» **Artikel**
********
Refleksi
Hardiknas 2015, Pendidikan Indonesia Masih Harus Terus Berbenah
Oleh
: Maria Ulfah, Guru SGI angkatan 7
Tanggal 2 Mei adalah
hari yang bersejarah bagi bangsa Indonesia. Setiap tahun bangsa Indonesia
menyambut penuh suka cita peringatan Hari Pendidikan Nasional ini. Hardiknas
dimaknai sebagai momentum untuk refleksi bagi kita bangsa Indonesia mengenai
perkembangan pendidikan sejak era sebelum kemerdekaan hingga kini.
Pemerintah telah
melakukan upaya yang luar biasa untuk melunasi janji kemerdekaan yang satu ini
(mencerdaskan kehidupan bangsa-red). Anggaran yang digelontorkanpun tak kalah
besarnya. 20% dari APBN adalah bukti serius bangsa ini untuk menepati janjinya
dalam hal pendidikan.
********
Entri dataset:
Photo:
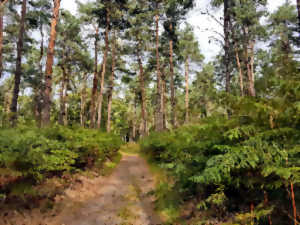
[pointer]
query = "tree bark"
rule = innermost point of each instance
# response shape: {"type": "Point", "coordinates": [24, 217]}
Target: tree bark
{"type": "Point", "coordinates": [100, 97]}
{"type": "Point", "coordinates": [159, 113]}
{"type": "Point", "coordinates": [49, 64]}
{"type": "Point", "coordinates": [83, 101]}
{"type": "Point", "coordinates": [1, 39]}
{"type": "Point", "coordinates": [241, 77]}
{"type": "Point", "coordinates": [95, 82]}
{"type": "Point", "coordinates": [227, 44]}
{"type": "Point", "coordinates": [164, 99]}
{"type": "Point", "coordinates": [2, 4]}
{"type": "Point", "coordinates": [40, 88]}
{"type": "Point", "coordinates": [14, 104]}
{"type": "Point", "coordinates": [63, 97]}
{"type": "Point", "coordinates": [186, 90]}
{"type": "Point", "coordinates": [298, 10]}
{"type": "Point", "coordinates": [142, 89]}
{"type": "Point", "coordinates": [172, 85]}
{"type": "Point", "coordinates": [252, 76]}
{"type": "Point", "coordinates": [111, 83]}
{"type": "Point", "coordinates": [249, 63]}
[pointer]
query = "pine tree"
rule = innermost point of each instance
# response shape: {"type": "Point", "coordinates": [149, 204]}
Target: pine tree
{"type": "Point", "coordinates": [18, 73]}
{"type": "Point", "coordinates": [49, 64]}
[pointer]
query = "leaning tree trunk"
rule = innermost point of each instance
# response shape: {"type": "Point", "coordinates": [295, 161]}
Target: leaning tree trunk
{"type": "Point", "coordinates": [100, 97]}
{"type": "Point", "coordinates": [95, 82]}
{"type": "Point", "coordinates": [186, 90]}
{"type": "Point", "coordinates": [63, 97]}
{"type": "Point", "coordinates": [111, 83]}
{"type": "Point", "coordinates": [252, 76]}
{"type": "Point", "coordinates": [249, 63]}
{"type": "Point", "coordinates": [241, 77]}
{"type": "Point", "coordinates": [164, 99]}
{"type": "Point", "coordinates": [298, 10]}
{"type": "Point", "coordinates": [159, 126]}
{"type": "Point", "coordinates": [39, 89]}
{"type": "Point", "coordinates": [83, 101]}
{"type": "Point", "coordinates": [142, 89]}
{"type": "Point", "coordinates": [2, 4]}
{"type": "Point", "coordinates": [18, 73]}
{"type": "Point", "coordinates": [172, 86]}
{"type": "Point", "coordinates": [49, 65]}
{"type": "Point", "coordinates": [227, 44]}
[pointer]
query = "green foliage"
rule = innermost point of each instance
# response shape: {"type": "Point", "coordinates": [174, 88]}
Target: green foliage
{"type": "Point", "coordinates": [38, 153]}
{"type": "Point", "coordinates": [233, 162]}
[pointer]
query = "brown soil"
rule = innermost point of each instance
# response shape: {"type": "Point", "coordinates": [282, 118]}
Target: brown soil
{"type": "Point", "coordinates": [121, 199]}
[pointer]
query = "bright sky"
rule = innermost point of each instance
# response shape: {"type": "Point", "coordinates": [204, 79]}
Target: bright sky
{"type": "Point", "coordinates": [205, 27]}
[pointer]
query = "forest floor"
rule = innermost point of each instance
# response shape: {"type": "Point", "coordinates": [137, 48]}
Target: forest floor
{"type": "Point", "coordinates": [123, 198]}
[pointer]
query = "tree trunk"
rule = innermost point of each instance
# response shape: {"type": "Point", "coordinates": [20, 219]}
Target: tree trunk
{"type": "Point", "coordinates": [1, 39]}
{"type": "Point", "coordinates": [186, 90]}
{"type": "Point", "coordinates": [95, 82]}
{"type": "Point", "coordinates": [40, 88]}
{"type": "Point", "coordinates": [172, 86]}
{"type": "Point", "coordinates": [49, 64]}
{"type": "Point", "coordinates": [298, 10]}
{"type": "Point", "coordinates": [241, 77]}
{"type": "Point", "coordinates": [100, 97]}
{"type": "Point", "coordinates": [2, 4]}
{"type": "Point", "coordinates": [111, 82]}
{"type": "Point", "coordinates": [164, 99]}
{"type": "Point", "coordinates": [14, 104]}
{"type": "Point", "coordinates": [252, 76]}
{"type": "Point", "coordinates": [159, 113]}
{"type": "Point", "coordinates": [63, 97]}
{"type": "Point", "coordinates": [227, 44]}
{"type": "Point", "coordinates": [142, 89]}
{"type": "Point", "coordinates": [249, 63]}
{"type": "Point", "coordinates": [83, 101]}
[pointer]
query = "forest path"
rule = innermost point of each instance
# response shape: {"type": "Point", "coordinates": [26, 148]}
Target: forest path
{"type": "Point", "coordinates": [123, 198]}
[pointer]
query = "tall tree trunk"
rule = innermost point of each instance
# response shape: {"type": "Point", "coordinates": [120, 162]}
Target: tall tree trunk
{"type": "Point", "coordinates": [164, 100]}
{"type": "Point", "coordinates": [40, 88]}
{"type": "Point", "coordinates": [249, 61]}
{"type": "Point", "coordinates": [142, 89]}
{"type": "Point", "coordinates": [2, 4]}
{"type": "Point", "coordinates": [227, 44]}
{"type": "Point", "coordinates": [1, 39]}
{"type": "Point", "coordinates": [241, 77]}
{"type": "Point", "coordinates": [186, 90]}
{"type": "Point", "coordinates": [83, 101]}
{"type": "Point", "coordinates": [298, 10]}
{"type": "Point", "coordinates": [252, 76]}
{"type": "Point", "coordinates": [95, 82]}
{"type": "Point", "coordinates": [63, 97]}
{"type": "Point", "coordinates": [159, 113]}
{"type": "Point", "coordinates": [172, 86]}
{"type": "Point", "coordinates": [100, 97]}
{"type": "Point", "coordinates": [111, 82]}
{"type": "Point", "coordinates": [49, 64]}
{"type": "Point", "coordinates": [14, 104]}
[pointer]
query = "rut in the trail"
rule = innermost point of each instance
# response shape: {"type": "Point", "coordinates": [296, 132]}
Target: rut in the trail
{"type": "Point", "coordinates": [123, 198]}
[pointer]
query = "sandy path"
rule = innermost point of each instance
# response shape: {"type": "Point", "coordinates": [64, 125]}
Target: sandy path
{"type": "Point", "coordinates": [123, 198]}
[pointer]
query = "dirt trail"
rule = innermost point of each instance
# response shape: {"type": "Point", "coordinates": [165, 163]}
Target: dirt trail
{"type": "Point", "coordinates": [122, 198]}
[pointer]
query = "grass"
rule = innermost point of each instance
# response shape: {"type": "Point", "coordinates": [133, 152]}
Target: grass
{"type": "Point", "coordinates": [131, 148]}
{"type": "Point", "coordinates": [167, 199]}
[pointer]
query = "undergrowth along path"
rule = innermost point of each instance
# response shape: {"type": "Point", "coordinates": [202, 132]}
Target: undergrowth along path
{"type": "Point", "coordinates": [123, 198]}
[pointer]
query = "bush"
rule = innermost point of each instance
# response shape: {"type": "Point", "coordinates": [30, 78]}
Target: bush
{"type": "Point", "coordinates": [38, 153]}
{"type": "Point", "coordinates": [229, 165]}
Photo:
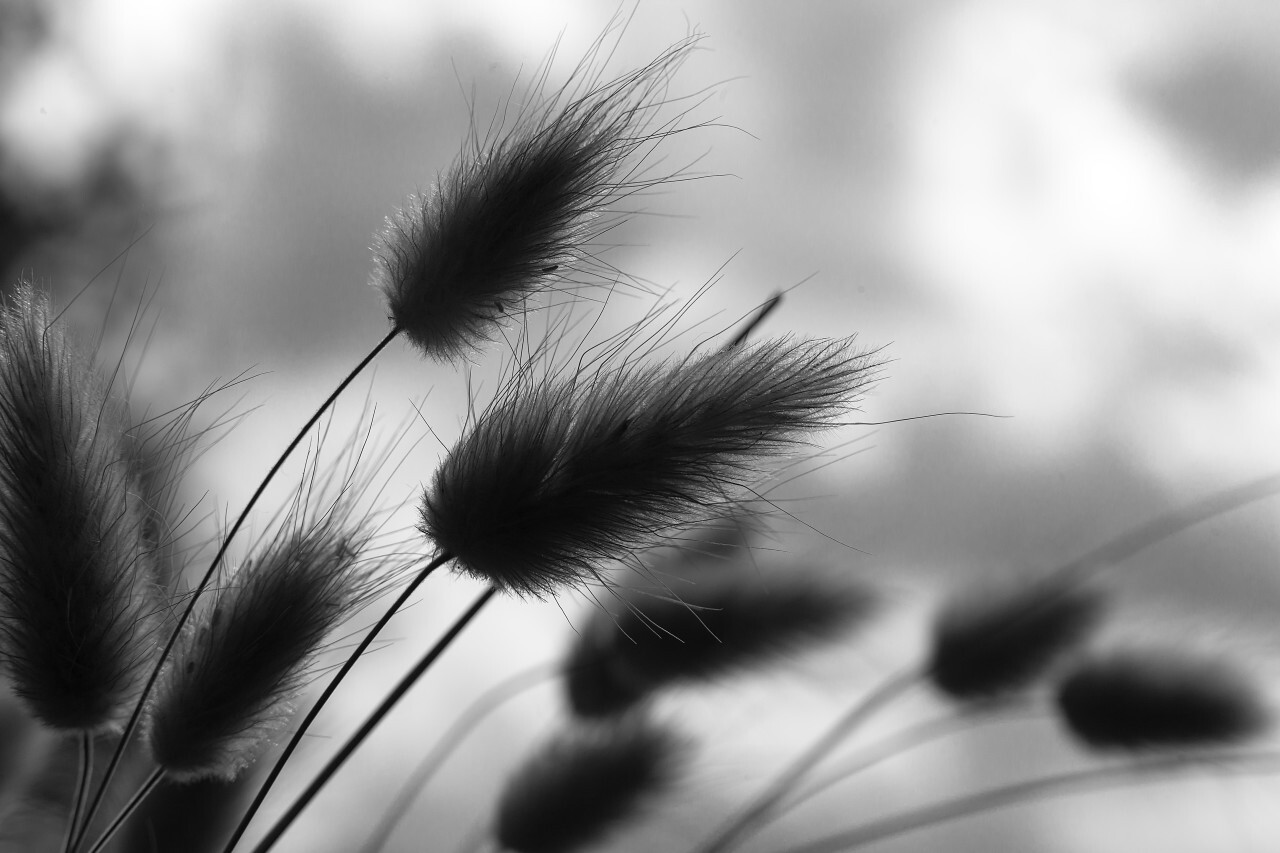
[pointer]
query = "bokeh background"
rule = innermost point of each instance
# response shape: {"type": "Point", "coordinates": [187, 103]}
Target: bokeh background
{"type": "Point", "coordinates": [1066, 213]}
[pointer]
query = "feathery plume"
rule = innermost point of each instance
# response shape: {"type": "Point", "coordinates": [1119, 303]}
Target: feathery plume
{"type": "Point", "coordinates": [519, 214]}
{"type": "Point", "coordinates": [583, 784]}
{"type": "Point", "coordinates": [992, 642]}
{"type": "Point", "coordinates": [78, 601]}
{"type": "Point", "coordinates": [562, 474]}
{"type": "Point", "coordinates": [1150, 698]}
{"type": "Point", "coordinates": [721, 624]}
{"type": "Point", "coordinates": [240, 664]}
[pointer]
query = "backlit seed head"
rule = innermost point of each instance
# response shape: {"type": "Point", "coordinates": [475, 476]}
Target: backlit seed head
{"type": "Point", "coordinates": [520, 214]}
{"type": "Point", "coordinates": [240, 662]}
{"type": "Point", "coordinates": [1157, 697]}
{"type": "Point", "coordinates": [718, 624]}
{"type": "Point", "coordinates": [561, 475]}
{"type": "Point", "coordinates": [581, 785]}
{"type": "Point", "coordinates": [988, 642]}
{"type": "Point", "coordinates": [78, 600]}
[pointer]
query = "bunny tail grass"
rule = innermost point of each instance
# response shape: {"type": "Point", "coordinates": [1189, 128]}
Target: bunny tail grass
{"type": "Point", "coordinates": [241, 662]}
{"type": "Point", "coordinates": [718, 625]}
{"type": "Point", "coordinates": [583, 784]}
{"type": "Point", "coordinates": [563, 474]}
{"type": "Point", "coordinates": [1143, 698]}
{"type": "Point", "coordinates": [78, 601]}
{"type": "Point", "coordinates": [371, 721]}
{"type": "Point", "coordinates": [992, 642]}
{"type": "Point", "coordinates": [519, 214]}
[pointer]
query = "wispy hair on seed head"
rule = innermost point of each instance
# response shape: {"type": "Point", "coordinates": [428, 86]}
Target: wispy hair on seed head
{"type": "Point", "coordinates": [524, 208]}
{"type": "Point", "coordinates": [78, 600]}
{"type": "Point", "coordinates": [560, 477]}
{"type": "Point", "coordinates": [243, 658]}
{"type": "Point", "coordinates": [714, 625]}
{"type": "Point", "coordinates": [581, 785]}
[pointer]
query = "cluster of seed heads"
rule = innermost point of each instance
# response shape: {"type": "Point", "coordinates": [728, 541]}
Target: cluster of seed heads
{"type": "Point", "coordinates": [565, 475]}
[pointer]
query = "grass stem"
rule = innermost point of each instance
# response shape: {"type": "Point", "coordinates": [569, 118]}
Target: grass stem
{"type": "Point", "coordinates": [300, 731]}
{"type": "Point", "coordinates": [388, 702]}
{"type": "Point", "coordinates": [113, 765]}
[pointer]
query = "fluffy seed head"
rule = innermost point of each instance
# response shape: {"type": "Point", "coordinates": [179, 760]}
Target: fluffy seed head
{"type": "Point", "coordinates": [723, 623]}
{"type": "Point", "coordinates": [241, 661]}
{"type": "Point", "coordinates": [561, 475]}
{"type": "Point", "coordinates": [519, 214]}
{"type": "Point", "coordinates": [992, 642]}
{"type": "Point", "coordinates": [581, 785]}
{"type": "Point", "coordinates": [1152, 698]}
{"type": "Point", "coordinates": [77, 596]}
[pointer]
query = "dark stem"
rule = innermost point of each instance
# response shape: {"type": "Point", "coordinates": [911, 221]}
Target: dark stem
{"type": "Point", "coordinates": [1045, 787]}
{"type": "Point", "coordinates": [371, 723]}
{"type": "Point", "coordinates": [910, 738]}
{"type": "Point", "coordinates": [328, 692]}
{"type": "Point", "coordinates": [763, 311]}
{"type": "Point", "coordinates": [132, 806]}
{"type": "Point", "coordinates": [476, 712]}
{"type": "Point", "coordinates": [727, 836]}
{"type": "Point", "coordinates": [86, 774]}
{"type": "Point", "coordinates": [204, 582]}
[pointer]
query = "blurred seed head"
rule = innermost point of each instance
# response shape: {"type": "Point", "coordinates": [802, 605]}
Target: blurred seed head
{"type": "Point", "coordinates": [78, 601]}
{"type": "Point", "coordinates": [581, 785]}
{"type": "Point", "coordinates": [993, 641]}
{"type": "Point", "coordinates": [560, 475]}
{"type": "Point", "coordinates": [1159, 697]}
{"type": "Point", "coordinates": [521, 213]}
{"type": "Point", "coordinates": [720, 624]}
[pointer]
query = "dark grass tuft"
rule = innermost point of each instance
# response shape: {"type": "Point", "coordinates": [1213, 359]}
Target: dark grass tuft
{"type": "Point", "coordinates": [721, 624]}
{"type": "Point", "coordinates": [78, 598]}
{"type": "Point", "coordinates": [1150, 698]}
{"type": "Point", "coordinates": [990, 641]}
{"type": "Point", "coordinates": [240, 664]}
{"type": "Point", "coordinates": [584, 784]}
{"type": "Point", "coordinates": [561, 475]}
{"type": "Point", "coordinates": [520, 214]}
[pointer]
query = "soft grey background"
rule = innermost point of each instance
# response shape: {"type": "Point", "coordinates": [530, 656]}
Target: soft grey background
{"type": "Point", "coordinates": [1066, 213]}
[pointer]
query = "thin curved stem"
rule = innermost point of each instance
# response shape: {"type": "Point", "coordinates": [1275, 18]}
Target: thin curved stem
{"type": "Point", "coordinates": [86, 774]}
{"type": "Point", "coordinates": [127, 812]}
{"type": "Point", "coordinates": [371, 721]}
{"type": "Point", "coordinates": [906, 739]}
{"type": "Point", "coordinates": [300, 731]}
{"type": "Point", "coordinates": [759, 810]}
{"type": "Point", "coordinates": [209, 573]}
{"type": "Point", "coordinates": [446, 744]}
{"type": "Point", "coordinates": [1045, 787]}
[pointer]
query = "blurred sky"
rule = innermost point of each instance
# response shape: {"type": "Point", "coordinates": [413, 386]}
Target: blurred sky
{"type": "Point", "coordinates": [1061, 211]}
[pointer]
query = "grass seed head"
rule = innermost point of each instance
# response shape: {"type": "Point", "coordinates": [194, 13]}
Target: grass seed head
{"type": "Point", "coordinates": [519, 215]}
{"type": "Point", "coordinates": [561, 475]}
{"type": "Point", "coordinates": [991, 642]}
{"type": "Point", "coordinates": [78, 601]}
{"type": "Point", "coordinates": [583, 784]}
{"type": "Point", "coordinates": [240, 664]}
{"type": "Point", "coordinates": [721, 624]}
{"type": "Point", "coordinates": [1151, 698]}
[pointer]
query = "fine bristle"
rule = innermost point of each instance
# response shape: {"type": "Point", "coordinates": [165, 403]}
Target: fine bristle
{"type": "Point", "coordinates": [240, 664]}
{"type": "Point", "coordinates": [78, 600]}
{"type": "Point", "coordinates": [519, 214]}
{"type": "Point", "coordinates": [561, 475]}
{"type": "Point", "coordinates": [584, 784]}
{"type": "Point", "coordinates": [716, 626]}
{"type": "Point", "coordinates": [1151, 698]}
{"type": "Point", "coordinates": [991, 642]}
********
» **Daftar Tugas**
a) Menurut artikel tentang Hardiknas 2015, berapa persen APBN yang disebut sebagai bukti keseriusan bangsa dalam hal pendidikan?
b) Teruskan artikel tentang Hardiknas 2015 dari titik terakhirnya.
Data ini tidak ada hubungannya dengan artikel.

» **Jawaban Tiap Tugas**
a) 20% dari APBN.

b)
Sejalan dengan itu
pula, santer kita dengar ketimpangan pendidikan terjadi dimana-mana. Biasanya
pada peringatan Hardiknas ini, media gencar menampilkan potrt pendidikan
Indonesia. Berbagai masalah dihadapkan pada bangsa Indonesia mulai dari,
sekolah bocor, sekolah hampir roboh, mahalnya harga pendidikan hingga angka
putus sekolah. Berbicara tentang permasalahan pendidikan di Indonesia, maka
kita akan menemukan sedaftar list masalah yang seakan tak ada habisnya untuk
diselesaikan. Mulai dari penggunaan dana pendidikan hingga kualitas
pendidikannya.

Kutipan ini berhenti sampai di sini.